» WHAT YOU NEED TO DO: Rewrite the rows below, replacing every "JSON array" with "JSON list" and leaving everything else unchanged.

[Stored entries]
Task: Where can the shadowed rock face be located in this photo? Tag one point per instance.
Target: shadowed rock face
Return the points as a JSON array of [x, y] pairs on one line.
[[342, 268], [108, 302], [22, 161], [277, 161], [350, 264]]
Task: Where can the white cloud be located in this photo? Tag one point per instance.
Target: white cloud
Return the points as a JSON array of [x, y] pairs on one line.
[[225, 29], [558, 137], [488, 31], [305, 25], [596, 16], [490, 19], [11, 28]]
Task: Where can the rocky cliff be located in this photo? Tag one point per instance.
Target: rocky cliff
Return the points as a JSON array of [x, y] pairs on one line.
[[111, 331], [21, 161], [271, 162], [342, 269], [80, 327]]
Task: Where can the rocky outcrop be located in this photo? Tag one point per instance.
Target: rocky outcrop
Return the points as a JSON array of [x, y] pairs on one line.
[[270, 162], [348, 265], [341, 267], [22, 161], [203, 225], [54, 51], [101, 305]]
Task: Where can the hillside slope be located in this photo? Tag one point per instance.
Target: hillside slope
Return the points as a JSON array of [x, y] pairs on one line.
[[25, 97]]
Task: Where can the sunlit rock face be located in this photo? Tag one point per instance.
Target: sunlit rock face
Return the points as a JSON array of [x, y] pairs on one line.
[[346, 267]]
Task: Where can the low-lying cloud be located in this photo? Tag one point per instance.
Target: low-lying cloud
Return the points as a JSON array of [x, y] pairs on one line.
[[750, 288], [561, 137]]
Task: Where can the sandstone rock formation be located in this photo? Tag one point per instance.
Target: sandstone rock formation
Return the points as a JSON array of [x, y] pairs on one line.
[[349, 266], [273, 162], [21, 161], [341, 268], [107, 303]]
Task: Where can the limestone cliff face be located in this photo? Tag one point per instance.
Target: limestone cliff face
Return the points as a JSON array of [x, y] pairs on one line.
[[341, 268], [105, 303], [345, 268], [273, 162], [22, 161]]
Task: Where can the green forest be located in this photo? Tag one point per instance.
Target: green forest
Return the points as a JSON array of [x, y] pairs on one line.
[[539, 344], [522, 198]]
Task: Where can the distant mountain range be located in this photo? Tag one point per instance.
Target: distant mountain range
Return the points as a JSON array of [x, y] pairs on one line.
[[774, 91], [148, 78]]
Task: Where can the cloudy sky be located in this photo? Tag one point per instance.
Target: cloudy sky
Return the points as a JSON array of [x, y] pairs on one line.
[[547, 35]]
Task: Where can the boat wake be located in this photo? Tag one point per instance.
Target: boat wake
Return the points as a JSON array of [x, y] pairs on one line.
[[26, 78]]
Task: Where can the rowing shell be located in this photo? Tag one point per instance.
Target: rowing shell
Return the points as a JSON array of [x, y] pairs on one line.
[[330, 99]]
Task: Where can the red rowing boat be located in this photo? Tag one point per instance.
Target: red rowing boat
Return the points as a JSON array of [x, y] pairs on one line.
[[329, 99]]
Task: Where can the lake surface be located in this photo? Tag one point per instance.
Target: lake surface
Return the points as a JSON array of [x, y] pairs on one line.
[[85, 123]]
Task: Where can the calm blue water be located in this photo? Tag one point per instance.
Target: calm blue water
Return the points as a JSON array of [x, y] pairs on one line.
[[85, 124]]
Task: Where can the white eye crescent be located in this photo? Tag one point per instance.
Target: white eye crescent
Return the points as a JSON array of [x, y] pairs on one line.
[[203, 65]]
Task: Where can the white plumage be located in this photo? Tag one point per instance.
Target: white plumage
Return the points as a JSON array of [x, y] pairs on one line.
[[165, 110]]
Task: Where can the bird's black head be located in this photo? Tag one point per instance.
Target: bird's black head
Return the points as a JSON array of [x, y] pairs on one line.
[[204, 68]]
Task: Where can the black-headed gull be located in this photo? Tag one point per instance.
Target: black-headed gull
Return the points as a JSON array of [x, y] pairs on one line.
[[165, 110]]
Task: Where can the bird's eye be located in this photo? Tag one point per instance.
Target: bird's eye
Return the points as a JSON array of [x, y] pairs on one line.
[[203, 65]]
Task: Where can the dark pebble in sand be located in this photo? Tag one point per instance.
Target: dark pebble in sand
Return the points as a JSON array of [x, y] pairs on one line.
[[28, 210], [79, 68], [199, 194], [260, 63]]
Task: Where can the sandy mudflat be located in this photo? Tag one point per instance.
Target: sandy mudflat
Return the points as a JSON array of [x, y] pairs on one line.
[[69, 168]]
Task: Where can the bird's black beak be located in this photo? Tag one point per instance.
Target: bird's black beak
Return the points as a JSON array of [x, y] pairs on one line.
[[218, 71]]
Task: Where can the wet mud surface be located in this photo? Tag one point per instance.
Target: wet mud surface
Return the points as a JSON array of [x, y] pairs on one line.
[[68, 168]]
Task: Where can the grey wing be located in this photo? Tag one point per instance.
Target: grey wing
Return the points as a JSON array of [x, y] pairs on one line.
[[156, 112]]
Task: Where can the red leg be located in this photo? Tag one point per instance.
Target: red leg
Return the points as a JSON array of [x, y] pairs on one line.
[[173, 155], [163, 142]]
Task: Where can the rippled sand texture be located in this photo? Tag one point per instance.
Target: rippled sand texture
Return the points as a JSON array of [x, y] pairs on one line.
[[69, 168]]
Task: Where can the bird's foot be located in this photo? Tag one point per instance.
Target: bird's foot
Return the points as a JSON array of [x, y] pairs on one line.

» THE RESPONSE:
Task: Where can the shadowed rock face be located in this photo? Tag one point per instance.
Target: shadowed rock face
Return the points as a JSON list of [x, y] pairs on one line.
[[342, 268], [108, 302], [22, 161], [277, 161], [350, 264]]
Task: Where can the white cloud be located in this photo? Tag one point per instance.
Target: white cloud
Return the points as a JSON list of [x, y] pairs on one line.
[[225, 29], [558, 137], [488, 31], [305, 25], [596, 16], [490, 19], [11, 28]]
Task: Where can the rocky cliff be located in this photo? Tag one point per instance.
Target: rocky cliff
Return the points as a JSON list of [x, y] pairs on one line.
[[111, 331], [21, 161], [271, 162], [342, 269], [80, 327]]
Task: Where can the rocky outcrop be located in this photo? Tag one point per instance.
Target: rocky outcrop
Return the points as a JSON list of [x, y] pairs on one line.
[[270, 162], [348, 265], [341, 267], [22, 161], [203, 225], [54, 51], [101, 305]]
Task: Where can the hillside slope be located in this photo? Tag one point per instance.
Target: hillside slope
Return the points as a JSON list of [x, y] pairs on one line.
[[25, 97]]
Task: Where can the sunlit rock face be located in this photo? Tag one point per instance.
Target: sunlit rock face
Return the points as a JSON list of [x, y] pairs on one line.
[[346, 267]]
Task: Where can the low-lying cloud be located in this photo? Tag one point per instance.
Target: low-lying cloud
Return the points as a JSON list of [x, y] pairs on one line.
[[750, 288], [561, 137]]
Task: Where can the sandstone rock formation be located in this photo? Tag one point per instance.
Target: sandstone rock formation
Return the points as a JSON list of [x, y] pairs on one line.
[[349, 266], [273, 162], [21, 161], [341, 268], [107, 303]]
Task: Where can the limestone cliff face be located in this photo? Tag one point per instance.
Target: limestone cliff face
Return the points as a JSON list of [x, y] pairs on one line.
[[341, 268], [105, 303], [345, 268], [273, 162], [22, 161]]
Task: Where can the green forest be located in this photo? Tag one point per instance.
Target: green forest
Return the points as a JSON list of [x, y] pairs on one line.
[[539, 344], [522, 198]]
Task: Where can the distant mountain range be located in this photo? Tag one point per instance.
Target: distant mountain range
Return the points as a JSON list of [x, y] pairs on one line.
[[774, 91], [148, 78]]
Task: Where can the cloudy sky be located in this photo? Tag one point per instance.
Target: cloudy sky
Return the points as a JSON list of [x, y] pairs on one line.
[[547, 35]]
Task: Where can the boat wake be located in this photo? Tag one point per instance.
Target: boat wake
Return the points as a JSON list of [x, y] pairs on one line.
[[26, 78]]
Task: Where can the rowing shell be located in this photo? Tag one point per instance.
Target: rowing shell
Return the points as a JSON list of [x, y] pairs on one line.
[[330, 99]]
Task: Where can the red rowing boat be located in this photo? Tag one point per instance.
Target: red rowing boat
Return the points as a JSON list of [x, y] pairs on one line.
[[329, 99]]
Task: Where can the lake surface be located in this photo? Tag one point per instance.
Target: lake surface
Return the points as a JSON list of [x, y] pairs on one line.
[[85, 123]]
Task: Where can the calm blue water be located in this photo? Tag one point per instance.
Target: calm blue water
Return the points as a JSON list of [x, y] pairs on one line.
[[85, 124]]
Task: Where can the white eye crescent be located in this photo? Tag one point per instance.
Target: white eye crescent
Return the points as a JSON list of [x, y] pairs on one line.
[[203, 65]]
Task: Where can the white plumage be located in this photo? Tag one point per instance.
Target: white plumage
Return the points as a JSON list of [x, y] pairs on one line.
[[165, 110]]
Task: Where can the bird's black head be located in this photo? Tag one point per instance.
Target: bird's black head
Return the points as a JSON list of [x, y] pairs on one line.
[[204, 68]]
Task: Where can the black-headed gull be located in this photo? Tag one point per instance.
Target: black-headed gull
Return the points as a JSON list of [x, y] pairs on one line.
[[165, 110]]
Task: Where can the bird's eye be located in this photo? Tag one point per instance.
Target: bird's eye
Return the points as a JSON list of [x, y] pairs on one line.
[[203, 65]]
Task: Where can the dark pebble in sand be located in this photo? Tag one point per instance.
Target: dark pebble in sand
Return the points as a JSON list of [x, y] pairs on one line.
[[28, 210], [79, 68], [199, 194], [260, 63]]
Task: Where can the sandy mudflat be located in this photo? Tag one point per instance.
Target: sandy mudflat
Return the points as a JSON list of [x, y] pairs on one line.
[[69, 168]]
Task: Where can the bird's black beak be located in this photo? Tag one point per instance.
Target: bird's black beak
Return the points as a JSON list of [x, y] pairs on one line.
[[218, 71]]
Task: Where can the wet mud surface be located in this photo? Tag one point per instance.
Target: wet mud surface
Return the points as a JSON list of [x, y] pairs on one line.
[[68, 168]]
Task: Where can the grey wing be located in this photo? Tag one point per instance.
Target: grey wing
Return the points as a JSON list of [x, y] pairs on one line.
[[156, 112]]
Task: Where can the red leg be located in this photo? Tag one point per instance.
Target: red leg
Return the points as a JSON list of [x, y] pairs on one line.
[[173, 155], [163, 142]]
Task: Where can the rippled sand texture be located in this photo? Tag one point per instance.
Target: rippled sand texture
Return the points as a JSON list of [x, y] pairs on one line.
[[69, 168]]
Task: Where can the bird's foot be located in this photo? Tag one point per instance.
Target: bird's foot
Return the points as a JSON list of [x, y] pairs on one line.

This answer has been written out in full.